• **Texto del ejercicio**
○ ○ ○ ○ ○
El patio, como el vatio, anda revuelto. Todo cambia, según la versión que escuchemos de los acontecimientos. La crisis, efectivamente, alguien lo había augurado, no solo era económica, andamos desubicados, a trompicones. Hay muchas cuestiones pendientes. La presión aumenta, el modelo de Estado se cuestiona, aquí nadie se fía del vecino, y un estado antes aparentemente sólido se sublima y pasa a convertirse en estado gaseoso, o peor, corre riesgo de pasar al estado líquido (puede ser liquidado). 
La frontera, blindada hasta ahora por la riqueza del norte que nos protegió, tiembla hacia el sur, donde  la realidad de la pobreza, que resulta que no estaba tan lejos, escala muros infranqueables. 

Hemos vivido tan felizmente que aún  exigiremos aquello de la vieja pintada, Que paren el mundo, que me bajo. Que alguien haga algo, aunque sea encender el candil. 

lunes, 6 de enero de 2014

Se nos va la pinza, o qué.





Lo siento, hoy esto iba a ir de siglas, siglos y lenguas. También de pensamiento, de metáforas que usamos. Y todo a partir de la foto de arriba, localizada junto a la Fuente de los Fabianes. Pero se me ha ido la tecla (más que la pinza), y he comenzado el año hablando de uno de mis (des)propósitos.
○ ○ ○ ○ ○
• **Consigna**
Reproduce el texto del blog empezando por "Hemos vivido tan" y continuando hasta "pinza, o qué.". Las entradas que vienen a continuación son un material aparte, sin relación con el texto.

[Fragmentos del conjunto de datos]
○ ○ ○ ○ ○
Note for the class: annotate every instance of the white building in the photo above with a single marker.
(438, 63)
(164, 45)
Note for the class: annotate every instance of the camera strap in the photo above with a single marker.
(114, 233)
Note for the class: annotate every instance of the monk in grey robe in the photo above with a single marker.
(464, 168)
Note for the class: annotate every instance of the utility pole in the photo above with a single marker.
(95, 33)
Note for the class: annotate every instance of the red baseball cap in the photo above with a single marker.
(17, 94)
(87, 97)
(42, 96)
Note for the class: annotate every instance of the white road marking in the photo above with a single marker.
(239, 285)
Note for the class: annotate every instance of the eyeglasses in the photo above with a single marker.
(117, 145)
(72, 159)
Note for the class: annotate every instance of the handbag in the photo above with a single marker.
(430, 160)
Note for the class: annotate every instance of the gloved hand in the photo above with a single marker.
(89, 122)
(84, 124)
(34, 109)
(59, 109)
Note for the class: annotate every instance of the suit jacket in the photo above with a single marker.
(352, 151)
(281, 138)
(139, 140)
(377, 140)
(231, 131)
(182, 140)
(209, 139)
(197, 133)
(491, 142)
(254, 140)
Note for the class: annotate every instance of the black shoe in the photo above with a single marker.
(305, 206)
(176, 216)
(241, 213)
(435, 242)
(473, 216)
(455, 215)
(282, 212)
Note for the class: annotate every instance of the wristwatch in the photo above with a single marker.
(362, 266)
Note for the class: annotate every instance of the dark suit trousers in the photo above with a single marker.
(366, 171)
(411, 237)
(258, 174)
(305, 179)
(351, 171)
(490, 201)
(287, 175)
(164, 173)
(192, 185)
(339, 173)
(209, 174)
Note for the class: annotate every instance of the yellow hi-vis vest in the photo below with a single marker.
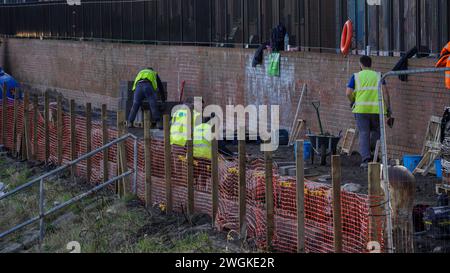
(146, 74)
(202, 141)
(366, 92)
(179, 127)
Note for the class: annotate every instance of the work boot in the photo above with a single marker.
(364, 165)
(129, 124)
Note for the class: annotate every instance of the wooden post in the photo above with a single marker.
(242, 187)
(88, 141)
(4, 112)
(167, 163)
(60, 129)
(73, 140)
(190, 167)
(337, 213)
(402, 190)
(300, 192)
(16, 106)
(376, 207)
(215, 179)
(148, 159)
(105, 141)
(46, 126)
(26, 125)
(35, 127)
(269, 198)
(122, 153)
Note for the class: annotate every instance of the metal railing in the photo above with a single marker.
(41, 179)
(385, 176)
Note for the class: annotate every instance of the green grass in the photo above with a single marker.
(111, 227)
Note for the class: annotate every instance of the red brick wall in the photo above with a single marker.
(90, 71)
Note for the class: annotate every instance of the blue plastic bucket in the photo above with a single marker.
(306, 150)
(411, 161)
(438, 166)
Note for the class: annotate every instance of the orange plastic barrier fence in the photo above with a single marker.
(318, 202)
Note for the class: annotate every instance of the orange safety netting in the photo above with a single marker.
(356, 208)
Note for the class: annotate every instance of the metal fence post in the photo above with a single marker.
(135, 158)
(41, 210)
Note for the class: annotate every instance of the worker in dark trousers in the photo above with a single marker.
(362, 91)
(147, 85)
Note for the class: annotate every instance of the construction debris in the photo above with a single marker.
(348, 142)
(431, 148)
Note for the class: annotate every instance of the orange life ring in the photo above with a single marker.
(346, 38)
(447, 74)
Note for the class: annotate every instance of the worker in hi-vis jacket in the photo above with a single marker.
(362, 91)
(147, 85)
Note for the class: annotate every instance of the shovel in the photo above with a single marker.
(316, 105)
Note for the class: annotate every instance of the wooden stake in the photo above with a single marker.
(88, 141)
(60, 129)
(376, 207)
(15, 119)
(167, 164)
(122, 152)
(269, 198)
(35, 127)
(190, 168)
(215, 179)
(337, 213)
(4, 112)
(26, 125)
(73, 140)
(105, 141)
(148, 159)
(402, 190)
(300, 194)
(46, 126)
(242, 187)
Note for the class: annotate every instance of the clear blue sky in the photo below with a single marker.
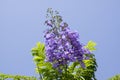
(21, 26)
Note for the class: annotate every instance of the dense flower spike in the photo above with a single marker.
(62, 45)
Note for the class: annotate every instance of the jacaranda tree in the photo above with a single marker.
(62, 56)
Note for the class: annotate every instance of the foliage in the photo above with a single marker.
(62, 56)
(15, 77)
(116, 77)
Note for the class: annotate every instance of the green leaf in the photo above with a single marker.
(91, 46)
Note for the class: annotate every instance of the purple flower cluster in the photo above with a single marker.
(62, 46)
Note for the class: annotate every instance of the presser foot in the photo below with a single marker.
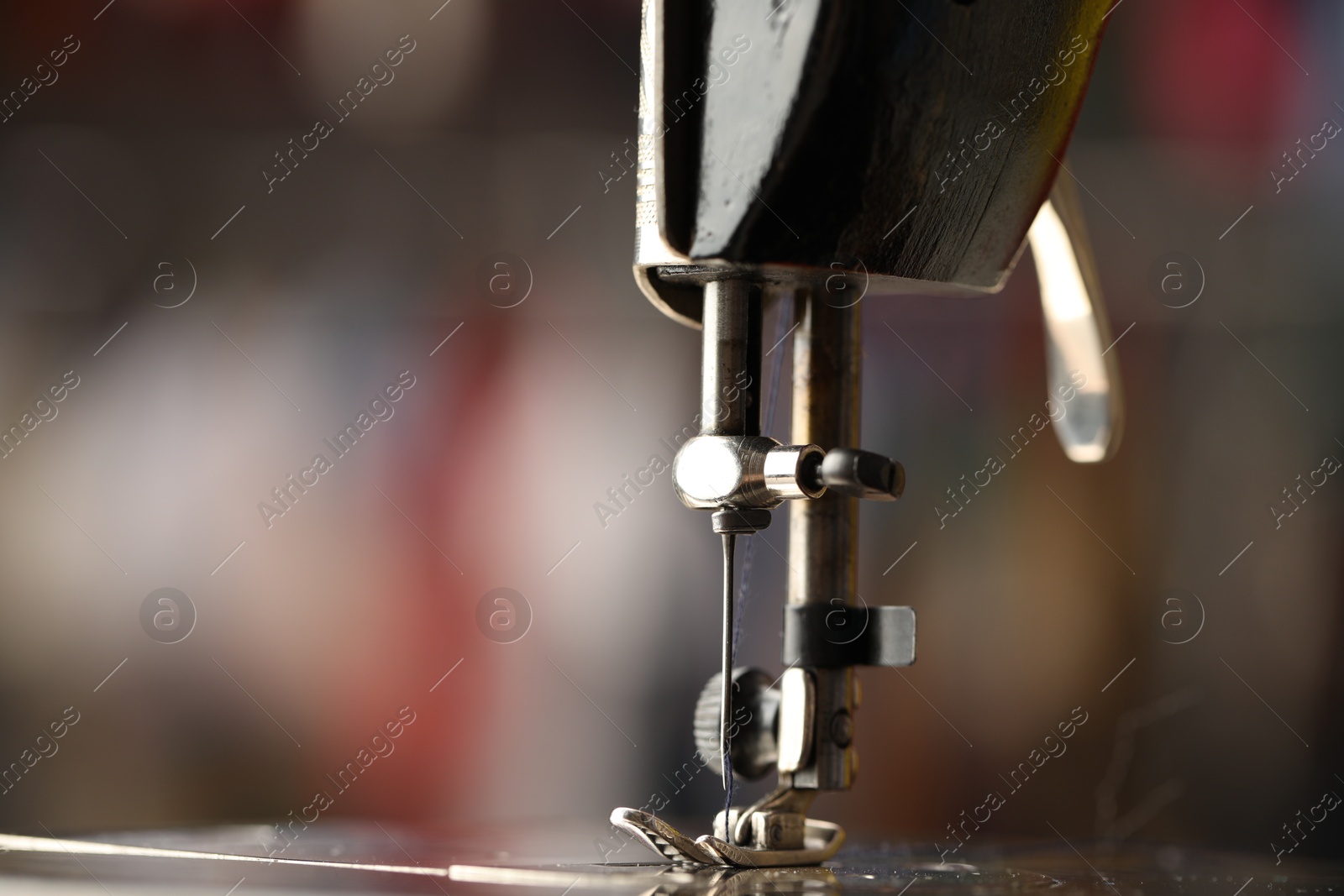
(765, 837)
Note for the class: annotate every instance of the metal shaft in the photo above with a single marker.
(824, 533)
(730, 362)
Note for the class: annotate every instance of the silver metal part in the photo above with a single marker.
(823, 533)
(730, 362)
(797, 698)
(726, 683)
(795, 472)
(820, 841)
(1085, 405)
(745, 472)
(754, 747)
(864, 474)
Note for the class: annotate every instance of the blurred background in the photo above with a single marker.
(226, 304)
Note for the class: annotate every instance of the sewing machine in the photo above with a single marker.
(797, 157)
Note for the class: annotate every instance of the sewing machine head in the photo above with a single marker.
(799, 156)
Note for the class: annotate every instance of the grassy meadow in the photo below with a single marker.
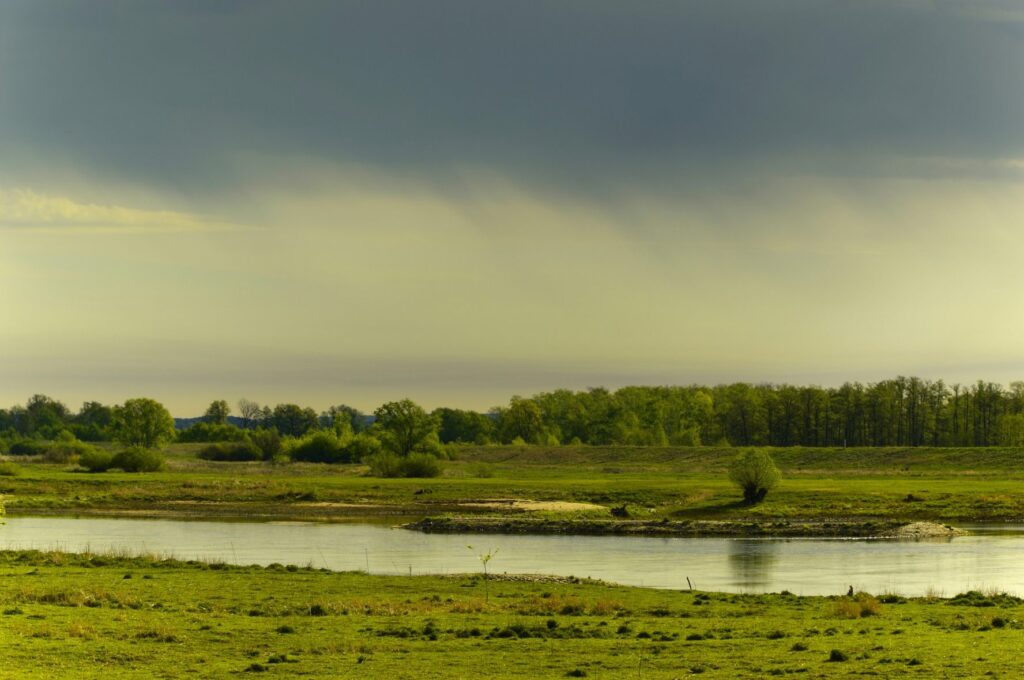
(940, 484)
(108, 617)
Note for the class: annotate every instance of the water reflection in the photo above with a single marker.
(752, 562)
(802, 566)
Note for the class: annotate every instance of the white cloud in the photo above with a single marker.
(27, 208)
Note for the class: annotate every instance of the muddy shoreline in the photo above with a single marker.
(690, 528)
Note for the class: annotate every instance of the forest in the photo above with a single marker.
(899, 412)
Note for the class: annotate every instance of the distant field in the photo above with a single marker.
(95, 617)
(945, 484)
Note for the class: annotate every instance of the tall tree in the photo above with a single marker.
(142, 422)
(217, 413)
(404, 426)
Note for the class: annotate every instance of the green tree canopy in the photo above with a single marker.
(142, 422)
(756, 474)
(217, 413)
(291, 419)
(404, 426)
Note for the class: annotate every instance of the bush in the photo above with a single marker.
(96, 460)
(363, 447)
(384, 464)
(67, 452)
(322, 447)
(756, 474)
(138, 460)
(203, 432)
(241, 451)
(421, 465)
(27, 448)
(268, 442)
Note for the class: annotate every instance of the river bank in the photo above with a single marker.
(109, 617)
(692, 528)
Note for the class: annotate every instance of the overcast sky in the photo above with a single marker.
(461, 200)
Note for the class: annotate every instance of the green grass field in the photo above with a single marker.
(943, 484)
(95, 617)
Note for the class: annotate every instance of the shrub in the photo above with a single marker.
(240, 451)
(480, 470)
(421, 465)
(27, 448)
(268, 442)
(322, 447)
(756, 474)
(203, 432)
(67, 451)
(138, 460)
(384, 464)
(96, 460)
(363, 447)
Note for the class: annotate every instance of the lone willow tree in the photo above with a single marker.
(756, 474)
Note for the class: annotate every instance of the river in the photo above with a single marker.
(987, 559)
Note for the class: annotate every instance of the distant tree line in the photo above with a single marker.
(901, 412)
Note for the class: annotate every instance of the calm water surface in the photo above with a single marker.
(989, 559)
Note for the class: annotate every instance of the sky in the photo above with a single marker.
(463, 200)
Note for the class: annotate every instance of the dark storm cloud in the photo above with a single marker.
(585, 93)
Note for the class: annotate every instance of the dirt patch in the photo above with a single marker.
(927, 530)
(522, 505)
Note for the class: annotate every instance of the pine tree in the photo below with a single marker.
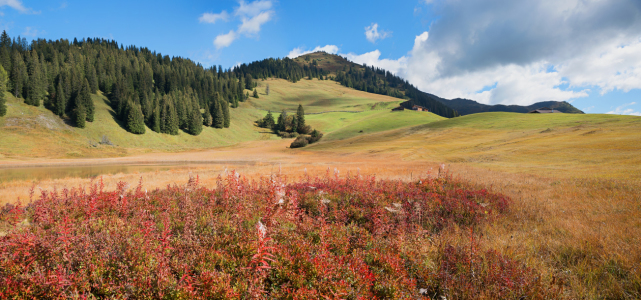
(218, 117)
(195, 123)
(80, 116)
(135, 119)
(207, 119)
(300, 118)
(226, 116)
(60, 102)
(155, 120)
(85, 98)
(18, 74)
(3, 89)
(281, 126)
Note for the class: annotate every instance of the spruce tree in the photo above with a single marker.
(60, 102)
(207, 119)
(300, 118)
(226, 116)
(18, 74)
(80, 116)
(3, 89)
(135, 119)
(85, 99)
(195, 123)
(218, 117)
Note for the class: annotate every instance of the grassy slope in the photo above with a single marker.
(550, 144)
(25, 130)
(317, 96)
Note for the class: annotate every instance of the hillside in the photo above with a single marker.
(335, 64)
(35, 132)
(466, 107)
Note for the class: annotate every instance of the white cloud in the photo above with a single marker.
(32, 32)
(213, 18)
(622, 110)
(252, 9)
(252, 25)
(224, 40)
(521, 52)
(252, 15)
(331, 49)
(373, 59)
(17, 5)
(372, 34)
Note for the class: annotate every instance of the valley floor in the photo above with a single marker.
○ ○ ○ ○ ○
• **Solución**
Hemos vivido tan felizmente que aún  exigiremos aquello de la vieja pintada, Que paren el mundo, que me bajo. Que alguien haga algo, aunque sea encender el candil. 

lunes, 6 de enero de 2014

Se nos va la pinza, o qué.